-- Istruzioni --
1. Cita dal testo sul Natale napoletano il passo che parte da "Siamo ormai vicinissimi" e prosegue fino a "pranzo di Natale.".
2. Riscrivi in forma più concisa il paragrafo del testo sul Natale napoletano che inizia con "A Napoli il cibo è cosa davvero seria", conservandone i fatti principali.

-- Estratto della fonte --
-=-=-=-=-

Siamo ormai vicinissimi al giorno di Natale ed alla Vigilia, e chi è solito cucinare già sta svaligiando i supermercati e facendo scorta per organizzare il cenone della Vigilia ed il pranzo di Natale.
A Napoli il cibo è cosa davvero seria e forse i pasti legati a questa festa sono i più importanti dell’anno: tra tovagliolini e bicchieri va in scena l’esecuzione di una delle tradizioni più sentite della città e della regione.
Se vorrete lanciarvi nella titanica impresa di metter su un pasto natalizio tipicamente napoletano è necessario che sappiate che la tavola imbandita per il 24 ed il 25 Dicembre deve seguire regole precise: oggi ve le sveleremo tutte.

-=-=-=-=-

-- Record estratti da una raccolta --
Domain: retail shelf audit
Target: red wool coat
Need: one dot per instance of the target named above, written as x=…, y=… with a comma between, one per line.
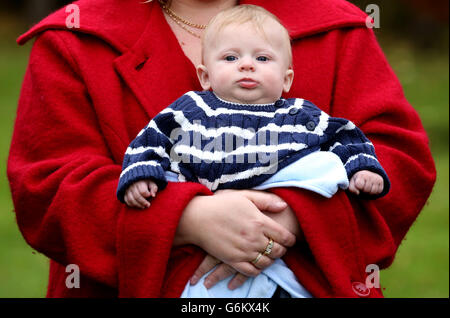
x=86, y=94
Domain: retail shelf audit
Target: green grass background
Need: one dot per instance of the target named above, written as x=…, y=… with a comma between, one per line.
x=421, y=266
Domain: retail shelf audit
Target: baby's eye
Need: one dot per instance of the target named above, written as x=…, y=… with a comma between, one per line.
x=230, y=58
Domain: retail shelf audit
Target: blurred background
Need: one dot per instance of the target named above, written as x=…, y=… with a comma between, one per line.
x=414, y=36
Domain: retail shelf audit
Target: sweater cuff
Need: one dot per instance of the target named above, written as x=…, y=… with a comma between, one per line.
x=141, y=172
x=367, y=162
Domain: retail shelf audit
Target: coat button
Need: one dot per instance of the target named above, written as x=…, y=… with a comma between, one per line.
x=293, y=111
x=310, y=125
x=279, y=103
x=360, y=289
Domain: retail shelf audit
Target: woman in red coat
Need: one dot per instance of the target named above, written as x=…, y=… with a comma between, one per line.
x=89, y=89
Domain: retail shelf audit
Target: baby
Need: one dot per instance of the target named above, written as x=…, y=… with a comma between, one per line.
x=247, y=65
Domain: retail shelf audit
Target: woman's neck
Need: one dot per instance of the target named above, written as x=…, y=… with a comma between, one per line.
x=200, y=11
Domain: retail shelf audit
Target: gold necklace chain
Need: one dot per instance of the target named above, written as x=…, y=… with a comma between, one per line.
x=180, y=21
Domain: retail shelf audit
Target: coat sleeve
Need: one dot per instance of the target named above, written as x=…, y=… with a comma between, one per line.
x=63, y=181
x=344, y=234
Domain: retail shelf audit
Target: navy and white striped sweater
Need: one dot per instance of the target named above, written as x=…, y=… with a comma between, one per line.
x=223, y=145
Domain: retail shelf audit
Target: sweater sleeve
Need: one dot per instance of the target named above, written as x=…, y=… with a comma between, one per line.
x=345, y=233
x=148, y=155
x=357, y=152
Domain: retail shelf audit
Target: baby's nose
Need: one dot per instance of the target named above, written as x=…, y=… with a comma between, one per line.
x=246, y=64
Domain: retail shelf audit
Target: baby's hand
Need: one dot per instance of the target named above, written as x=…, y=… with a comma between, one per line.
x=366, y=181
x=136, y=194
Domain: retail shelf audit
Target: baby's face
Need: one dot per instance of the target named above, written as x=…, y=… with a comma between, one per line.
x=243, y=65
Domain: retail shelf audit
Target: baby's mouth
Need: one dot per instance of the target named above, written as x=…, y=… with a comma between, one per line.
x=247, y=83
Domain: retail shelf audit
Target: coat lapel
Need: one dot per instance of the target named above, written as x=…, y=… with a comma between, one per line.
x=145, y=66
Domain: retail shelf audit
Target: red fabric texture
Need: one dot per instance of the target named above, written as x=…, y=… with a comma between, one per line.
x=86, y=94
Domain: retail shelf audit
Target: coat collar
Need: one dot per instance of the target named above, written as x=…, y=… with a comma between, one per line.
x=122, y=22
x=136, y=31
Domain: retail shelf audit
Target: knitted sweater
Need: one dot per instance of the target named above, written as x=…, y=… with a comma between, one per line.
x=224, y=145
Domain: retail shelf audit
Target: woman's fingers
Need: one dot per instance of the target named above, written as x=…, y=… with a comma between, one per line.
x=261, y=262
x=277, y=232
x=278, y=251
x=207, y=264
x=237, y=281
x=221, y=272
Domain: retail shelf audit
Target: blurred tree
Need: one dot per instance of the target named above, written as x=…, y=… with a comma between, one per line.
x=423, y=23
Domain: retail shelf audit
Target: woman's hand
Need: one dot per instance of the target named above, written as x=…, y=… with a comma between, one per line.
x=273, y=207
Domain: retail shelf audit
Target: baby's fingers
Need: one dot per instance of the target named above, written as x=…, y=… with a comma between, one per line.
x=153, y=188
x=352, y=187
x=139, y=199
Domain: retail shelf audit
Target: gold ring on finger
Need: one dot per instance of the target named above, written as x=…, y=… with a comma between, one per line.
x=257, y=258
x=269, y=247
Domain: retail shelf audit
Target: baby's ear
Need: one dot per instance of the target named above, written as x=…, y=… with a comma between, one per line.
x=288, y=79
x=203, y=77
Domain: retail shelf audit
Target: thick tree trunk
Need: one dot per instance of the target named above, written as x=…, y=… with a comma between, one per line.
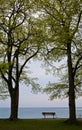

-=-=-=-=-

-- Risposte per compito --
1.
Siamo ormai vicinissimi al giorno di Natale ed alla Vigilia, e chi è solito cucinare già sta svaligiando i supermercati e facendo scorta per organizzare il cenone della Vigilia ed il pranzo di Natale.

2. A Napoli il cibo è una cosa seria e i pasti natalizi sono forse i più importanti dell'anno: a tavola si mette in scena una delle tradizioni più sentite della città e della regione.